Records contained in a dataset
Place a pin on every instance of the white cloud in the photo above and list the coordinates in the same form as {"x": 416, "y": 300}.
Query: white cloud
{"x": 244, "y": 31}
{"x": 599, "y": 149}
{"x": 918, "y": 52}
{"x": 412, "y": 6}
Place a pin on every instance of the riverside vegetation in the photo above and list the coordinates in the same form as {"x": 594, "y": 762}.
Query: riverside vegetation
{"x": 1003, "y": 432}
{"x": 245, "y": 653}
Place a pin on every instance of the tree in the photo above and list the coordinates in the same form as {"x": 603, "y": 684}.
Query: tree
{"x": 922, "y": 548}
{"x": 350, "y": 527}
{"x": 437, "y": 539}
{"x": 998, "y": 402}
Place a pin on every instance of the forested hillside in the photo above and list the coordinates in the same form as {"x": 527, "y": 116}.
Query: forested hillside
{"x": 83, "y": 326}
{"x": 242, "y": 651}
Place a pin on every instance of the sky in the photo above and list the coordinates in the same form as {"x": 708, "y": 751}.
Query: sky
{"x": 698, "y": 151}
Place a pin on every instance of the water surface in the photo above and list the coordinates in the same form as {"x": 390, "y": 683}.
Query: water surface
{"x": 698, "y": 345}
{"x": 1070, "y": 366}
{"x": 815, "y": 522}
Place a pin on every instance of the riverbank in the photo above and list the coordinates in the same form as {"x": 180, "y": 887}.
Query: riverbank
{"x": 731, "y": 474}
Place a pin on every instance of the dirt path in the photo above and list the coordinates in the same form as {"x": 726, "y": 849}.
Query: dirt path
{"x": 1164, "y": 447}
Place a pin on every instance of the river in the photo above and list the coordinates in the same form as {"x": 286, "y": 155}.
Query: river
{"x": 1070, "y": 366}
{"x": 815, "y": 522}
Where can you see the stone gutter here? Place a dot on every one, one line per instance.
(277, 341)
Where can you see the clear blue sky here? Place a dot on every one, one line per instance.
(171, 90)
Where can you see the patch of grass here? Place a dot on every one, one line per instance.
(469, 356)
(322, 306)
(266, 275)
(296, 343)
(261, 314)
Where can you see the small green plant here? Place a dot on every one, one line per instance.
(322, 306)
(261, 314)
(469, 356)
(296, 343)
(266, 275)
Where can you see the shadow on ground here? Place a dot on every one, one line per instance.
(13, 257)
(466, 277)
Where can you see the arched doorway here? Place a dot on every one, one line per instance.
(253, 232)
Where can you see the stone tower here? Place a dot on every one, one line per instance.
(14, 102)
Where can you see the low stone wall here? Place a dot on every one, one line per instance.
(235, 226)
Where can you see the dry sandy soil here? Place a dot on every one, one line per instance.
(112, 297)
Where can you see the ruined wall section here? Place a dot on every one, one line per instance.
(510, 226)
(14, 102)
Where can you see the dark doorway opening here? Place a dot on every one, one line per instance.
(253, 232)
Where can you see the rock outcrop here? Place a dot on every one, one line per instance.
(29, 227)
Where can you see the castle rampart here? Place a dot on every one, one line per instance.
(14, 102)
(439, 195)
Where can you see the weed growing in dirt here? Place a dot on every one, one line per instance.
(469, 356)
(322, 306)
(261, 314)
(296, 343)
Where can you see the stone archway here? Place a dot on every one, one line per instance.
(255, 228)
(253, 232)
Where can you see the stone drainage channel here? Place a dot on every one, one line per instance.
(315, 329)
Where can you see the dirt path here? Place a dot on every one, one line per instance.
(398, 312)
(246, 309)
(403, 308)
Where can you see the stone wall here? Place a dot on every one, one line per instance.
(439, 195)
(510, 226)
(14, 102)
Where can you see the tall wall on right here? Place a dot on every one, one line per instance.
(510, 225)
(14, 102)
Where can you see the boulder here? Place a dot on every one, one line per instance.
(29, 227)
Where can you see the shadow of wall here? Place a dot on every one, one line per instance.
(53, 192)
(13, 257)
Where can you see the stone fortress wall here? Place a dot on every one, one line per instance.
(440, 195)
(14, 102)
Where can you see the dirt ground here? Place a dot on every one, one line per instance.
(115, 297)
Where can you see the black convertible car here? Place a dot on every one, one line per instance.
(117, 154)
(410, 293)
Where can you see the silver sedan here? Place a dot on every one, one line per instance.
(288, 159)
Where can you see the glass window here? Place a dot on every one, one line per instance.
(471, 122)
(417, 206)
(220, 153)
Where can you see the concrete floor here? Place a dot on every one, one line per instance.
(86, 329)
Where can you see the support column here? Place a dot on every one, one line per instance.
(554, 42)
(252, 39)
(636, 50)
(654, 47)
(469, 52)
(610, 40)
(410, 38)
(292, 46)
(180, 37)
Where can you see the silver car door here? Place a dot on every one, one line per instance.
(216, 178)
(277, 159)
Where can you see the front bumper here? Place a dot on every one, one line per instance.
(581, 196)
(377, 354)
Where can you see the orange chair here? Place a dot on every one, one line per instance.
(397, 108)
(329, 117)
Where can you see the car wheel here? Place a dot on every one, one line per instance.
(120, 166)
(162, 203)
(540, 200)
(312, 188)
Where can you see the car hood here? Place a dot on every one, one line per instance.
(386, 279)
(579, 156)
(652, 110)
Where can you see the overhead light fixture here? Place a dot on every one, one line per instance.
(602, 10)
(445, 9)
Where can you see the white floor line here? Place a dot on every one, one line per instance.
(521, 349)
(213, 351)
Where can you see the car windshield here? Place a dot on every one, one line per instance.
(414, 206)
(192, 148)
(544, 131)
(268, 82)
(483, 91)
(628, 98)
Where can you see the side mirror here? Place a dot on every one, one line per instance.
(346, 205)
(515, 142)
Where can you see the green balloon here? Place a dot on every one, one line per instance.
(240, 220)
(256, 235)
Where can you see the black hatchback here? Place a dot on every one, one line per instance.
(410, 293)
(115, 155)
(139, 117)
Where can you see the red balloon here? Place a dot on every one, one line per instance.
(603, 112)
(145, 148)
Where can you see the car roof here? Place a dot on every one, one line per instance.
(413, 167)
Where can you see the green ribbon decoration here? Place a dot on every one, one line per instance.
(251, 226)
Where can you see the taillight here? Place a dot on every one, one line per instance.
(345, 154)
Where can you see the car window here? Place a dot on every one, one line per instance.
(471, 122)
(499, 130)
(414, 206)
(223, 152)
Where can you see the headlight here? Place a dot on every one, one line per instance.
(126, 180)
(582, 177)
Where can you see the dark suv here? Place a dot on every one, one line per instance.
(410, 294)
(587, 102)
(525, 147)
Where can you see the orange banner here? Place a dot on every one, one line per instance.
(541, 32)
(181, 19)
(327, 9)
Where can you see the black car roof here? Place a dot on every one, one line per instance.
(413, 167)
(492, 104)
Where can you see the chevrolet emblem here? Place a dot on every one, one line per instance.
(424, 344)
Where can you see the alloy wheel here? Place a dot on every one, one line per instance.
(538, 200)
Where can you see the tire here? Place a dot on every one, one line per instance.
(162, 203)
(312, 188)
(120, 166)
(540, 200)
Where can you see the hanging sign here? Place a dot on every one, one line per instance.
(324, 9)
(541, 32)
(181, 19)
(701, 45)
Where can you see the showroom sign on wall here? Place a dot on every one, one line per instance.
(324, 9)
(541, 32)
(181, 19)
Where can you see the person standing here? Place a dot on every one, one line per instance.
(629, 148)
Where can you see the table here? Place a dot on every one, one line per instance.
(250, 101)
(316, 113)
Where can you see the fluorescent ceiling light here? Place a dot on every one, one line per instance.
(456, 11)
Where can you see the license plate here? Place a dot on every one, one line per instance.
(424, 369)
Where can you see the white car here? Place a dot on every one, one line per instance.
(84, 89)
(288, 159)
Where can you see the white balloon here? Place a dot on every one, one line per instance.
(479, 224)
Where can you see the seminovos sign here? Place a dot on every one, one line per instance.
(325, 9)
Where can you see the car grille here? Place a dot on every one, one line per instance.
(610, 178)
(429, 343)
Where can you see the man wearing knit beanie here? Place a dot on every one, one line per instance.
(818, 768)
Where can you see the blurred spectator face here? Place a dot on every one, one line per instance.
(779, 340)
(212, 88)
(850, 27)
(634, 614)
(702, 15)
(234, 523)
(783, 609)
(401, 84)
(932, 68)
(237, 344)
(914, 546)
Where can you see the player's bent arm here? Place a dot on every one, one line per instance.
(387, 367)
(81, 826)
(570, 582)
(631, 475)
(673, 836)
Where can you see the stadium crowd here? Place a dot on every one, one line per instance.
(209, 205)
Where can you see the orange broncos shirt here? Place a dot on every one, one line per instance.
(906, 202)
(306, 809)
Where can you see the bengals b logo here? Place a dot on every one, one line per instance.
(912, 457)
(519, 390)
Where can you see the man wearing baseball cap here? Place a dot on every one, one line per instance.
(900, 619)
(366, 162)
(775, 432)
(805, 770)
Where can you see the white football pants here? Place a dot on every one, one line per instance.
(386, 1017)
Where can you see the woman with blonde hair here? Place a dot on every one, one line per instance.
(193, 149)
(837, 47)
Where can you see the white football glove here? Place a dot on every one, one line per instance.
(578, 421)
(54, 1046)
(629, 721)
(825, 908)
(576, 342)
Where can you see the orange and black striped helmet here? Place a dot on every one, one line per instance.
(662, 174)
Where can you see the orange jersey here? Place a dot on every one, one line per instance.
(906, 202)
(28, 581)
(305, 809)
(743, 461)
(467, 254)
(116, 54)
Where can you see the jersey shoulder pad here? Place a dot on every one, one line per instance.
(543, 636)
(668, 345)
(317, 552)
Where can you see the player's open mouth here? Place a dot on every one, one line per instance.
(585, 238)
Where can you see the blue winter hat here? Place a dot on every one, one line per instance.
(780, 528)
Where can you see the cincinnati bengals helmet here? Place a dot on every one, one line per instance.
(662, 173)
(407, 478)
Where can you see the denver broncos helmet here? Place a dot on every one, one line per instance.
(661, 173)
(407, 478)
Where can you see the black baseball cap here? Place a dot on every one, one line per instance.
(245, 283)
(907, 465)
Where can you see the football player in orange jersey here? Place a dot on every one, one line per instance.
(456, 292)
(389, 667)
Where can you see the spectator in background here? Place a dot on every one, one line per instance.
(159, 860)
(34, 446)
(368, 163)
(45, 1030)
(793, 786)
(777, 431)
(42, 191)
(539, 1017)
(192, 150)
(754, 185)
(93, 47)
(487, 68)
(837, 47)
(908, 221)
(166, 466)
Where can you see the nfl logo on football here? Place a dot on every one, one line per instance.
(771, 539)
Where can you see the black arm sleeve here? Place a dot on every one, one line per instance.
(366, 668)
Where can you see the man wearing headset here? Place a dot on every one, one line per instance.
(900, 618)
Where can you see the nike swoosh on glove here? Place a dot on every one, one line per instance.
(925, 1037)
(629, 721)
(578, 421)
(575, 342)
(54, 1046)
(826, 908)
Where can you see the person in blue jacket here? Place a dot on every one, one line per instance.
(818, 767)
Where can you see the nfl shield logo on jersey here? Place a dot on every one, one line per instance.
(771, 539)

Goal:
Give back the lines above exactly, from the one with "Where can you see the black baseball" through the last line.

The completed task:
Where can you see the black baseball cap here? Place a dot on every one, one line per instance.
(245, 283)
(907, 465)
Where can you see the football player in orange jersey here? Place a dot on every one, one line per instance.
(456, 292)
(389, 667)
Where can you see the spectator in background here? Place a dot on every one, one line per instance.
(159, 860)
(34, 446)
(368, 163)
(45, 1030)
(793, 786)
(777, 431)
(42, 191)
(539, 1017)
(192, 150)
(754, 185)
(93, 47)
(487, 68)
(837, 47)
(908, 221)
(166, 466)
Where can you see the nfl logo on football here? Place a dot on every one, one line per instance.
(771, 539)
Where can you see the black arm sleeve here? Place a dot on every one, one line per instance.
(366, 668)
Where can you see the man wearing headset here? Place a dot on every one, one line per instance.
(900, 618)
Where can you see the nike swoosh on glove here? Place a dot on every one, one line per instance.
(925, 1037)
(629, 721)
(578, 421)
(575, 342)
(54, 1046)
(826, 908)
Where can you see the person in blue jacket here? Place a dot on every one, one line per instance.
(818, 767)
Where can you see the nfl shield logo on jersey here? Place a dot on every one, one line per instance.
(771, 539)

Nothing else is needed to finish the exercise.